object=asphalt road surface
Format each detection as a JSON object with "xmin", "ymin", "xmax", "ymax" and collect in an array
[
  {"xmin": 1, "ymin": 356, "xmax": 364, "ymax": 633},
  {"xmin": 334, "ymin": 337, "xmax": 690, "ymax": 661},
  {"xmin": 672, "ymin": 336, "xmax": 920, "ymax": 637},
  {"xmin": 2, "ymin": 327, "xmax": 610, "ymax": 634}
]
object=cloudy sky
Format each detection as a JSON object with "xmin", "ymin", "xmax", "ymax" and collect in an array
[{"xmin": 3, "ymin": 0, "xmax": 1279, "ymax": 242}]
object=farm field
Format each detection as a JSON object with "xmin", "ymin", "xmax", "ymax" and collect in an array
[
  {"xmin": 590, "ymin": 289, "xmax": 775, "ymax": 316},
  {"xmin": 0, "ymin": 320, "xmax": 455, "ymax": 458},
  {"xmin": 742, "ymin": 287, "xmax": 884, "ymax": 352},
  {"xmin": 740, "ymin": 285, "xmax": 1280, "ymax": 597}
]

•••

→ **TASK INSTRUCTIONS**
Every entry in the listing should be retyped exactly.

→ **FINAL ANSWER**
object=asphalt road surface
Format each detection as a JSON object with "xmin", "ymin", "xmax", "ymax" and collect in an array
[
  {"xmin": 1, "ymin": 356, "xmax": 364, "ymax": 633},
  {"xmin": 334, "ymin": 337, "xmax": 690, "ymax": 661},
  {"xmin": 672, "ymin": 336, "xmax": 920, "ymax": 637},
  {"xmin": 2, "ymin": 327, "xmax": 610, "ymax": 634}
]
object=cloudy sky
Format each detection as a JSON object with "xmin", "ymin", "xmax", "ymax" and collect in an array
[{"xmin": 3, "ymin": 0, "xmax": 1279, "ymax": 242}]
object=farm field
Format each detection as a JSON object with "xmin", "ymin", "xmax", "ymax" and collect in an array
[
  {"xmin": 590, "ymin": 289, "xmax": 775, "ymax": 316},
  {"xmin": 0, "ymin": 320, "xmax": 455, "ymax": 458},
  {"xmin": 742, "ymin": 287, "xmax": 884, "ymax": 352},
  {"xmin": 740, "ymin": 285, "xmax": 1280, "ymax": 597}
]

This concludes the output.